═════ RECORDS FOR THIS TASK ═════

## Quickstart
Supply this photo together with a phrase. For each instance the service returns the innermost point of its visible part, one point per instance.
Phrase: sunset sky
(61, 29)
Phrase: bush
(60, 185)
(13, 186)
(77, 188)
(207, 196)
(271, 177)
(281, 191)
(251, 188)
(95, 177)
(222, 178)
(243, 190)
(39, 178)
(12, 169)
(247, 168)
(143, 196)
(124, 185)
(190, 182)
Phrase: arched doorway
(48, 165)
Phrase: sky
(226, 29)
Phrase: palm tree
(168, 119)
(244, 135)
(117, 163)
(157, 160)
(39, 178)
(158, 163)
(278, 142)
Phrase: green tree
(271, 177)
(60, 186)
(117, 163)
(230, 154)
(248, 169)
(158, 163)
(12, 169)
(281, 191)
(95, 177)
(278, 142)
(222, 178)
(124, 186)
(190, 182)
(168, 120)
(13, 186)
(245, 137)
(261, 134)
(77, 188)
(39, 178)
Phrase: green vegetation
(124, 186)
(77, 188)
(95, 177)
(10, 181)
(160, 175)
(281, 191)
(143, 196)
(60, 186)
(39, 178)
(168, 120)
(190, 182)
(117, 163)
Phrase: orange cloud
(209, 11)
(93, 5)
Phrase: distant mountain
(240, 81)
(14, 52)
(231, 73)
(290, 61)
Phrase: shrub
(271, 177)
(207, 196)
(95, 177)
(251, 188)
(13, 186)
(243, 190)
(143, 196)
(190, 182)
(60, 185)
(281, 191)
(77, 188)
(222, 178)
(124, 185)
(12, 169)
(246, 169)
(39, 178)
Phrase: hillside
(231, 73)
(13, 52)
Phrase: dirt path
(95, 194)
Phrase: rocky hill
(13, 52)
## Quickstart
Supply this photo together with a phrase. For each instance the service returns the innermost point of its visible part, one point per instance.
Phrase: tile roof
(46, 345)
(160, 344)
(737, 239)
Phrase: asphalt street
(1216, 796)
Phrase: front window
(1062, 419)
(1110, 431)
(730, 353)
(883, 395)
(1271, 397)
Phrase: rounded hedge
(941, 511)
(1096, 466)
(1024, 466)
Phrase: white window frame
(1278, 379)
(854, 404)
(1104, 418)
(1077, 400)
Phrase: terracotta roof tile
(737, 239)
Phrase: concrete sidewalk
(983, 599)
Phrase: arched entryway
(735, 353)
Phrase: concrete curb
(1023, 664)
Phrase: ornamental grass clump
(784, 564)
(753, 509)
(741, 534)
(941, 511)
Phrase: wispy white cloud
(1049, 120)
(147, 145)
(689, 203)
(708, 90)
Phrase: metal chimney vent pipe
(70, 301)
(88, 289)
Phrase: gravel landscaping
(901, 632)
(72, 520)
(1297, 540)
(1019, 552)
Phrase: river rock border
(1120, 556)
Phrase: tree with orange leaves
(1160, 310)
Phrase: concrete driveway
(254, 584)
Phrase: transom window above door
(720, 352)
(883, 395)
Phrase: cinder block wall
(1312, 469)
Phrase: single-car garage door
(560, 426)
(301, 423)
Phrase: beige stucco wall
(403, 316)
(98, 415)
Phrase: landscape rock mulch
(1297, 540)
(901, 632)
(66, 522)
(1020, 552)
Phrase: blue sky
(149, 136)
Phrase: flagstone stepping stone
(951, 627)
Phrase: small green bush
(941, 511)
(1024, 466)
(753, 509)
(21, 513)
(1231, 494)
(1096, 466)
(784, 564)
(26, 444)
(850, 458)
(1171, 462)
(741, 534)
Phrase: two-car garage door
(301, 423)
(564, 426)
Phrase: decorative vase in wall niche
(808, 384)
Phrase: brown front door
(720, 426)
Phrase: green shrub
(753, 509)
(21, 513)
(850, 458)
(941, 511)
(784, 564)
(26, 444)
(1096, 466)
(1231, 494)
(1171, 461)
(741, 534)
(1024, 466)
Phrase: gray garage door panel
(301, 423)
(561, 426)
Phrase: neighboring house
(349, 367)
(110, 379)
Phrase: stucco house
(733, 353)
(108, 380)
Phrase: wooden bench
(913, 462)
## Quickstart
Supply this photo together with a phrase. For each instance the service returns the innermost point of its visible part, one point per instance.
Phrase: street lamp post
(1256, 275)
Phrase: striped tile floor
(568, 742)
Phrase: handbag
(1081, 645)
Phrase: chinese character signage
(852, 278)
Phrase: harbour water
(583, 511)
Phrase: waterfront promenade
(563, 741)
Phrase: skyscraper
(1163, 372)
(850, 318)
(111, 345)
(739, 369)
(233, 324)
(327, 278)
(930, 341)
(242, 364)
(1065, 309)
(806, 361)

═════

All records must be transcribed exactly, with none left out.

## Quickstart
Supply this photo together with a phrase. For each instance the service returns the innermost point of its visible part, one point per instance.
Phrase: sunset sky
(61, 29)
Phrase: bush
(60, 185)
(13, 186)
(77, 188)
(207, 196)
(271, 177)
(281, 191)
(251, 188)
(95, 177)
(222, 178)
(243, 190)
(39, 178)
(12, 169)
(247, 168)
(143, 196)
(124, 185)
(190, 182)
Phrase: arched doorway
(48, 165)
Phrase: sky
(226, 29)
Phrase: palm tree
(168, 119)
(244, 135)
(117, 163)
(157, 160)
(39, 178)
(158, 163)
(278, 142)
Phrase: green tree
(271, 177)
(60, 186)
(117, 163)
(230, 154)
(248, 169)
(158, 163)
(12, 169)
(281, 191)
(95, 177)
(278, 142)
(222, 178)
(124, 186)
(190, 182)
(168, 120)
(13, 186)
(245, 137)
(261, 134)
(77, 188)
(39, 178)
Phrase: green vegetation
(124, 186)
(77, 188)
(95, 177)
(10, 181)
(160, 175)
(281, 191)
(143, 196)
(60, 186)
(39, 178)
(168, 120)
(190, 182)
(117, 163)
Phrase: orange cloud
(209, 11)
(93, 5)
Phrase: distant mountain
(240, 81)
(14, 52)
(231, 73)
(290, 61)
Phrase: shrub
(271, 177)
(207, 196)
(95, 177)
(251, 188)
(13, 186)
(243, 190)
(143, 196)
(190, 182)
(60, 185)
(281, 191)
(77, 188)
(222, 178)
(124, 185)
(12, 169)
(246, 169)
(39, 178)
Phrase: hillside
(231, 73)
(13, 52)
Phrase: dirt path
(95, 194)
Phrase: rocky hill
(13, 52)
## Quickstart
Supply this photo together with a phrase. For each instance the service returns the innermost point of its visible part, one point per instance.
Phrase: tile roof
(46, 345)
(160, 344)
(737, 239)
Phrase: asphalt street
(1216, 796)
Phrase: front window
(1062, 419)
(1110, 431)
(730, 353)
(883, 395)
(1271, 397)
Phrase: rounded hedge
(941, 511)
(1096, 466)
(1024, 466)
Phrase: white window frame
(1278, 379)
(854, 404)
(1104, 418)
(1077, 400)
Phrase: terracotta roof tile
(737, 239)
Phrase: concrete sidewalk
(983, 599)
Phrase: arched entryway
(735, 353)
Phrase: concrete curb
(1023, 664)
Phrase: ornamental grass clump
(784, 564)
(753, 509)
(741, 534)
(941, 511)
Phrase: wispy white cloud
(1049, 120)
(147, 145)
(689, 203)
(708, 90)
Phrase: metal chimney vent pipe
(70, 301)
(88, 289)
Phrase: gravel landscaping
(901, 632)
(72, 520)
(1297, 540)
(1019, 552)
Phrase: river rock border
(1120, 556)
Phrase: tree with orange leaves
(1160, 310)
Phrase: concrete driveway
(254, 584)
Phrase: transom window above door
(720, 352)
(883, 395)
Phrase: cinder block wall
(1312, 469)
Phrase: single-car garage door
(560, 426)
(301, 423)
Phrase: beige stucco wall
(403, 316)
(98, 415)
Phrase: landscape rock mulch
(1297, 540)
(901, 632)
(66, 522)
(1020, 552)
Phrase: blue sky
(149, 136)
Phrase: flagstone stepping stone
(951, 627)
Phrase: small green bush
(941, 511)
(1024, 466)
(753, 509)
(21, 513)
(1231, 494)
(1096, 466)
(784, 564)
(26, 444)
(850, 458)
(1171, 462)
(741, 534)
Phrase: two-car garage door
(301, 423)
(564, 426)
Phrase: decorative vase in wall niche
(808, 384)
Phrase: brown front door
(720, 426)
Phrase: green shrub
(753, 509)
(21, 513)
(850, 458)
(941, 511)
(784, 564)
(26, 444)
(1096, 466)
(1231, 494)
(1171, 461)
(741, 534)
(1024, 466)
Phrase: gray garage door panel
(301, 423)
(561, 426)
Phrase: neighboring house
(349, 367)
(110, 379)
Phrase: stucco house
(733, 353)
(108, 380)
Phrase: wooden bench
(913, 462)
## Quickstart
Supply this photo together with a phrase. For each instance the service returns the innermost point of its visible part, one point per instance.
Phrase: street lamp post
(1256, 275)
Phrase: striped tile floor
(568, 742)
Phrase: handbag
(1081, 645)
Phrase: chinese character signage
(852, 278)
Phrase: harbour water
(583, 511)
Phrase: waterfront promenade
(563, 741)
Phrase: skyscraper
(1163, 372)
(850, 318)
(111, 345)
(739, 369)
(233, 324)
(327, 278)
(930, 341)
(242, 364)
(1065, 309)
(806, 361)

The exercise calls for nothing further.